WHAT IS NEEDED: Please retype the lines of the listing below, starting at the line that contains "Tag every instance of the blue" and ending at the end of the listing, keeping every character unchanged.

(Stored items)
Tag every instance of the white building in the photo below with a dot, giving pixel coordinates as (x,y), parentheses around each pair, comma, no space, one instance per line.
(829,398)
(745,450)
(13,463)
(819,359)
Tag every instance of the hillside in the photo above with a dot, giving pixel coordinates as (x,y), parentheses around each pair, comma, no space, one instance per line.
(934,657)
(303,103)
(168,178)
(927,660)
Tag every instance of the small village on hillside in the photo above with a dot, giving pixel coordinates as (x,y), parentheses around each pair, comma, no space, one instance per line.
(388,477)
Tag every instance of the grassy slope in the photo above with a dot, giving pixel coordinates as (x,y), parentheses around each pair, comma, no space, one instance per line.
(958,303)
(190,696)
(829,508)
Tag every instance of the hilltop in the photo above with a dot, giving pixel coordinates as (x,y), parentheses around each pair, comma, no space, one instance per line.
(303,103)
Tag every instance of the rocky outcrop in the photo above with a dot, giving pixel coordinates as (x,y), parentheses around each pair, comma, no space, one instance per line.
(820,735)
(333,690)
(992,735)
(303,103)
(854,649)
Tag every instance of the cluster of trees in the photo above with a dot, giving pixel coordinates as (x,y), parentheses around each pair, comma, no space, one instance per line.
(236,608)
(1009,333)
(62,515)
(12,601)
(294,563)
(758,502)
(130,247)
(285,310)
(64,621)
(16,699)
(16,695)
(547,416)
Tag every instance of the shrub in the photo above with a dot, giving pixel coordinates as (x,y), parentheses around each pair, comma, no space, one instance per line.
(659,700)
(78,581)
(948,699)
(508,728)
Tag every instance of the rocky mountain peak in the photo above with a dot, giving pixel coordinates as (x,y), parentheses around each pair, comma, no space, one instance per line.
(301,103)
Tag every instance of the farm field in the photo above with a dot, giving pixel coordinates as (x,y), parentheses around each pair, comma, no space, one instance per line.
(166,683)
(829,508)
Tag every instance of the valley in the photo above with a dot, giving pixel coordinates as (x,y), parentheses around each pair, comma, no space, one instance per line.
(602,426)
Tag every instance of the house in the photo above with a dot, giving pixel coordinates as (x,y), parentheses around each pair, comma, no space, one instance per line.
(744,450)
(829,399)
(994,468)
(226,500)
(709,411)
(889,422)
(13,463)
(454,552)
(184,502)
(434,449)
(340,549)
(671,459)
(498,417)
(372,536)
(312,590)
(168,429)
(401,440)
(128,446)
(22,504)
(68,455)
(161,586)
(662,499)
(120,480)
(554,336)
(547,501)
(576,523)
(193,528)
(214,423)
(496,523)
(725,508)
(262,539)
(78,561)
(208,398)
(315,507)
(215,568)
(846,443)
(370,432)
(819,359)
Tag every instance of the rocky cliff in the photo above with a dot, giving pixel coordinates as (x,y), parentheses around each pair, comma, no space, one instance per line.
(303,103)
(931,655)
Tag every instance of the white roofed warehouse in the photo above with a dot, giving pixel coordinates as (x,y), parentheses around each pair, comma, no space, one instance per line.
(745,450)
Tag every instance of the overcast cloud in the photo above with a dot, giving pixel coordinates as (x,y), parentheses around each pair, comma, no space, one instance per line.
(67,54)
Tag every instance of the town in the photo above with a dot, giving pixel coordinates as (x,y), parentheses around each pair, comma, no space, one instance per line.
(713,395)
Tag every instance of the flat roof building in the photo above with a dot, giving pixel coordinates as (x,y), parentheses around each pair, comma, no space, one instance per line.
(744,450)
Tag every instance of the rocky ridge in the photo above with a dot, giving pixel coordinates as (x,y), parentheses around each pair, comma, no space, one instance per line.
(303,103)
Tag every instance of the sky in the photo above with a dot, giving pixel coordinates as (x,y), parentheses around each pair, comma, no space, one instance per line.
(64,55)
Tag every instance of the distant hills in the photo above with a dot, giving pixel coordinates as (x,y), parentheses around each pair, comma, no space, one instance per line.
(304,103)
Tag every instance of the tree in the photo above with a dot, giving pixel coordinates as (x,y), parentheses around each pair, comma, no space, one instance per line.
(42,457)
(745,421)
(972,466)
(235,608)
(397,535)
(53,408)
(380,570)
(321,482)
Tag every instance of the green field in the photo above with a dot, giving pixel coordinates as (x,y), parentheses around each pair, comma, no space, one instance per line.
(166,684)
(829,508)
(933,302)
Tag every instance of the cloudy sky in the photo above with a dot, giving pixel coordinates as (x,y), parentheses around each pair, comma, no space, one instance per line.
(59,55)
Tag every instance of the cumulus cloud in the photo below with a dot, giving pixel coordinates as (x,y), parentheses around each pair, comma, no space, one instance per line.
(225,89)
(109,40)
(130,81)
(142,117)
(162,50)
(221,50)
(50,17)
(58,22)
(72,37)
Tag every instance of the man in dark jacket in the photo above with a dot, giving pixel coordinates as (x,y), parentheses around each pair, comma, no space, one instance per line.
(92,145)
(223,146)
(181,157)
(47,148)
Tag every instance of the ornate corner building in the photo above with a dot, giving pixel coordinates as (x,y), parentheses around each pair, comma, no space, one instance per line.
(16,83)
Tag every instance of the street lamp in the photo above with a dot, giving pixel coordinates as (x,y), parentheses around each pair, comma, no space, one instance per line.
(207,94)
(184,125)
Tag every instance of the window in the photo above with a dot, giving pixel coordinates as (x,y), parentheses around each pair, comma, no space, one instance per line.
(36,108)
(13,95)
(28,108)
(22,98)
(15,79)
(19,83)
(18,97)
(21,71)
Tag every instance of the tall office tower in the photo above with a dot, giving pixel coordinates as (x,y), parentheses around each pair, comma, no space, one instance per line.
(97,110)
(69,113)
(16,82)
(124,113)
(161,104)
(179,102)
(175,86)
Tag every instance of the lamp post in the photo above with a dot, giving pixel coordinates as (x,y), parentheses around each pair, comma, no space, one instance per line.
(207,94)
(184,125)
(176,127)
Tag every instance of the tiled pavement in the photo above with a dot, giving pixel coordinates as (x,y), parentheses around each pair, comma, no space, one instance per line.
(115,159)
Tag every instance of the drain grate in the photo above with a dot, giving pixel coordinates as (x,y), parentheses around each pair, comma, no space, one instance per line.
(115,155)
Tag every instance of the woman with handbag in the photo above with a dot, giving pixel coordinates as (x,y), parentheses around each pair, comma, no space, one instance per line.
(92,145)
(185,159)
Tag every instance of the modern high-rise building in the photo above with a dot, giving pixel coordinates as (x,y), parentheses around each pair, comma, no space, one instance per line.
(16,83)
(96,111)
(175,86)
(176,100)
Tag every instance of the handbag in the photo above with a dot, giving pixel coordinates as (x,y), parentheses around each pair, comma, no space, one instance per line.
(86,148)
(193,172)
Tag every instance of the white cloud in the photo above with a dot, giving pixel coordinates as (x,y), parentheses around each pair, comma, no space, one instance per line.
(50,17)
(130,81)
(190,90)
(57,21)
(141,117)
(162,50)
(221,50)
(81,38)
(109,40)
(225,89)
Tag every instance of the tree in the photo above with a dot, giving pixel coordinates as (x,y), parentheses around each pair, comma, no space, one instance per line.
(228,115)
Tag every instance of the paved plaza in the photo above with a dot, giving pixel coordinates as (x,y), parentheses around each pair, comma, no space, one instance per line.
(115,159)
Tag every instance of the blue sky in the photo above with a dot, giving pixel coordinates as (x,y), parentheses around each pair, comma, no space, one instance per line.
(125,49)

SOLUTION TO THE EXERCISE:
Tag every instance of the blue sky in the photo above with a dot, giving pixel coordinates as (x,y), parentheses around each pair, comma, no space, one instance per line.
(125,49)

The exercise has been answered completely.